§ **Supplied information**
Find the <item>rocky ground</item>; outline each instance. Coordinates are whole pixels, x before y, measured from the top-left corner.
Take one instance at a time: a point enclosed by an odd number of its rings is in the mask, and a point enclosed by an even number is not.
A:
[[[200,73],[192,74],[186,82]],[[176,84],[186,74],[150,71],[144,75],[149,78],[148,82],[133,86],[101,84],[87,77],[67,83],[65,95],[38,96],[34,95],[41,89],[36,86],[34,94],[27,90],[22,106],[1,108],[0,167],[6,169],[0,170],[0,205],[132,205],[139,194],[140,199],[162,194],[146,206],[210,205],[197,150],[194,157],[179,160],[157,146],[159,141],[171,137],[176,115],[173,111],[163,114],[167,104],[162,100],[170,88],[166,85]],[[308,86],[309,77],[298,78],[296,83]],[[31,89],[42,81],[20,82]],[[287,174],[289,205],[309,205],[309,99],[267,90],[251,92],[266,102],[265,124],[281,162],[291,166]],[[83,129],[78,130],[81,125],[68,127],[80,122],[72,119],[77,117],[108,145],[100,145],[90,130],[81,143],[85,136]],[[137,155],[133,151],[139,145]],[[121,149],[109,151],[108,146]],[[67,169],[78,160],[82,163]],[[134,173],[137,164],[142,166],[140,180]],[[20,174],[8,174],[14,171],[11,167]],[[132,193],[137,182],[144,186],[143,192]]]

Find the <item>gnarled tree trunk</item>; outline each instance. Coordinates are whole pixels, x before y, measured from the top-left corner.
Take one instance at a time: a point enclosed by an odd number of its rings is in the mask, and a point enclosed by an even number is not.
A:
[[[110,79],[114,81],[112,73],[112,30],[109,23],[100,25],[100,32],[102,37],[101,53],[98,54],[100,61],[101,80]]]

§ **Problem**
Reproduce the entire listing above with every "top-left" changed to "upper-left" and nothing else altered.

§ **Exercise solution**
Find the <item>rocky ground</item>; outline each instance. Coordinates are whole pixels, x before y, measured from the upper-left corner.
Take one instance at a time: a point enclosed by an odd number of its rings is in the mask, and a point enclosed by an even number is not.
A:
[[[200,73],[192,74],[186,82]],[[176,84],[186,74],[150,71],[144,75],[149,78],[148,82],[133,86],[101,84],[87,77],[67,83],[65,95],[38,96],[34,95],[41,89],[36,86],[34,94],[27,90],[22,106],[1,108],[0,167],[6,169],[0,170],[0,205],[132,205],[139,194],[140,199],[162,194],[146,206],[210,205],[197,150],[194,157],[179,160],[157,146],[159,141],[171,137],[176,115],[173,111],[163,114],[167,104],[162,100],[170,88],[166,85]],[[308,86],[309,77],[298,78],[296,83]],[[31,89],[42,81],[20,82]],[[287,174],[289,205],[309,205],[309,99],[267,90],[251,92],[266,102],[265,124],[281,162],[291,166]],[[83,129],[78,130],[81,125],[68,127],[80,122],[72,119],[77,117],[108,145],[100,145],[90,130],[81,143],[85,136]],[[137,155],[133,151],[139,145]],[[121,149],[109,151],[108,146]],[[67,169],[78,160],[82,163]],[[134,173],[137,164],[142,166],[140,180]],[[20,174],[8,174],[14,171],[11,167]],[[132,193],[137,182],[144,186],[143,192]]]

Find the <item>gnarled tree trunk</item>; outline each instance. Coordinates are whole pixels, x before y, measured from the upper-left corner.
Take one instance at a time: a point enclosed by an odd number of its rings is in the mask, and a point enclosed by an even number is not.
A:
[[[110,79],[114,81],[112,73],[112,30],[109,23],[100,25],[100,32],[102,37],[101,53],[98,54],[100,61],[101,80]]]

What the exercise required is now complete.